WHAT YOU SHOULD DO:
In the entries that follow, the line with "locate the rocky ridge in the photo below" opens the range and the line with "locate the exposed rock" closes it; repeat that range exactly, both lines included.

SUPPLIED DATA:
· · · ·

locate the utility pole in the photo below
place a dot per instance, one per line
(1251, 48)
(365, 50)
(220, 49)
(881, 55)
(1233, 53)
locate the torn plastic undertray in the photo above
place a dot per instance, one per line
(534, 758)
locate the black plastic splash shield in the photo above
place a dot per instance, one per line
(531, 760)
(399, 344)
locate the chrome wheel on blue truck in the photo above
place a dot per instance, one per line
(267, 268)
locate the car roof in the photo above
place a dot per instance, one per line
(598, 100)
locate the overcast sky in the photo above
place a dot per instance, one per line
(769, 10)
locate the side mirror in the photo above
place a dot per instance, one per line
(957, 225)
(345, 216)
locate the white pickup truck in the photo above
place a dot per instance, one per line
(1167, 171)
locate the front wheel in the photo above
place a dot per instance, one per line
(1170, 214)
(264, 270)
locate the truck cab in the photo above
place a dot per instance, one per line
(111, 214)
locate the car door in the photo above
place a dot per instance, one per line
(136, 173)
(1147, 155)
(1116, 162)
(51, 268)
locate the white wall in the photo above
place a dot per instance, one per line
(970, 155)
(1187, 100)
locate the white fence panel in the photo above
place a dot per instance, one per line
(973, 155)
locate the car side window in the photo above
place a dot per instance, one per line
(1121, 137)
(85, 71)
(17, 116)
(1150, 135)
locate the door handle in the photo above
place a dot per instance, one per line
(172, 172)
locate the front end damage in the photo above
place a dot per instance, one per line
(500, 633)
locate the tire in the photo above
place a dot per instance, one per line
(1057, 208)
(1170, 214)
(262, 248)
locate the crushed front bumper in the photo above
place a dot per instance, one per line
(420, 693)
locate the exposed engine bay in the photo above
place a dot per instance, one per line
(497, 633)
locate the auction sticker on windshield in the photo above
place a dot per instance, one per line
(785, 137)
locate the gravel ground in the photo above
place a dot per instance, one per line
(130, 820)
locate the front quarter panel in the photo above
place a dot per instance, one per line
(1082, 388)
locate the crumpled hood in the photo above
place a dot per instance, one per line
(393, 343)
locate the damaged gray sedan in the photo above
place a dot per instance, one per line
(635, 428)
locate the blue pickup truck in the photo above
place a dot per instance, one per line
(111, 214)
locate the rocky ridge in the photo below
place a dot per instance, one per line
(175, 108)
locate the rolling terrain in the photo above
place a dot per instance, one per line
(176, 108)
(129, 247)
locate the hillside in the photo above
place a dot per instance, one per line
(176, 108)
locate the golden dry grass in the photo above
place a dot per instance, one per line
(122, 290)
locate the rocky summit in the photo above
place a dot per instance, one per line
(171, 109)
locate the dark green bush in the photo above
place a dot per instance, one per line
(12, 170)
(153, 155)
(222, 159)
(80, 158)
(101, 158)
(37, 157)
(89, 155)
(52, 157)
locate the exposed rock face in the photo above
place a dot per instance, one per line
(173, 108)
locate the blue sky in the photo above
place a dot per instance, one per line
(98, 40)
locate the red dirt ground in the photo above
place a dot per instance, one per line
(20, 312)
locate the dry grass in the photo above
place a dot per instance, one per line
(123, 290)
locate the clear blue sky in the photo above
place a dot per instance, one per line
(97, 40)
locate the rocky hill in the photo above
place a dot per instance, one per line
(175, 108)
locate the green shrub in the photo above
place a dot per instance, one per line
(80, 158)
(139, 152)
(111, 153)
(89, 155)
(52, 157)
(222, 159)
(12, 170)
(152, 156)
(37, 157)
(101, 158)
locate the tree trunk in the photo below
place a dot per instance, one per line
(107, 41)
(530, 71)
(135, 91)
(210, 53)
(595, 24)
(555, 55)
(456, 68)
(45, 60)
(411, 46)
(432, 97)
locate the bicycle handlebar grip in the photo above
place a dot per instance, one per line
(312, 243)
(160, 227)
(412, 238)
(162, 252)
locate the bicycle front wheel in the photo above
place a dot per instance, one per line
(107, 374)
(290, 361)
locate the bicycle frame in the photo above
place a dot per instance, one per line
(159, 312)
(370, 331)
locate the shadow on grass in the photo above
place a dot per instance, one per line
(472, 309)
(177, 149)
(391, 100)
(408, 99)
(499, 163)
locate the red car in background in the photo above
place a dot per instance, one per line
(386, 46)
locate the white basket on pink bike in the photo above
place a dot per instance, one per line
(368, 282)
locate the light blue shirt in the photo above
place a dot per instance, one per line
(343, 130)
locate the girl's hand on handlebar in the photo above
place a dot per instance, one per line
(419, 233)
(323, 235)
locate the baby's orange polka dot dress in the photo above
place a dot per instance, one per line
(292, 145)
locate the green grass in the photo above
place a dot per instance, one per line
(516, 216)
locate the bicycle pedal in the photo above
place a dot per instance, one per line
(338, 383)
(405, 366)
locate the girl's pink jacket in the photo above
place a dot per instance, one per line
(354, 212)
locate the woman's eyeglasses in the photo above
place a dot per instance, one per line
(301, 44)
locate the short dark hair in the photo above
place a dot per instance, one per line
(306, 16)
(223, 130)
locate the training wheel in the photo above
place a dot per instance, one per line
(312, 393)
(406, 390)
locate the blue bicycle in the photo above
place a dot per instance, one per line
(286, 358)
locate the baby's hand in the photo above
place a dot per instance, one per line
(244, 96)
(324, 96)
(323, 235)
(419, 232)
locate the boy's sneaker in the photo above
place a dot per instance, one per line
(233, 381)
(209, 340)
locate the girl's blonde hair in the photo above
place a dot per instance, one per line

· · · ·

RESPONSE AREA:
locate the rocky ridge in the photo below
place a dot per instance, one per line
(175, 108)
locate the rolling terrain in the photo above
place a dot per instance, one per line
(176, 108)
(129, 247)
locate the hillside in the photo above
place a dot per instance, one per line
(176, 108)
locate the golden dry grass in the photo above
place a dot per instance, one per line
(122, 290)
locate the rocky summit in the photo above
place a dot per instance, one per line
(171, 109)
locate the dark green bush in the photo above
place a dot per instance, one per line
(12, 170)
(153, 155)
(222, 159)
(80, 158)
(101, 158)
(37, 157)
(89, 155)
(52, 157)
locate the exposed rock face in the photo above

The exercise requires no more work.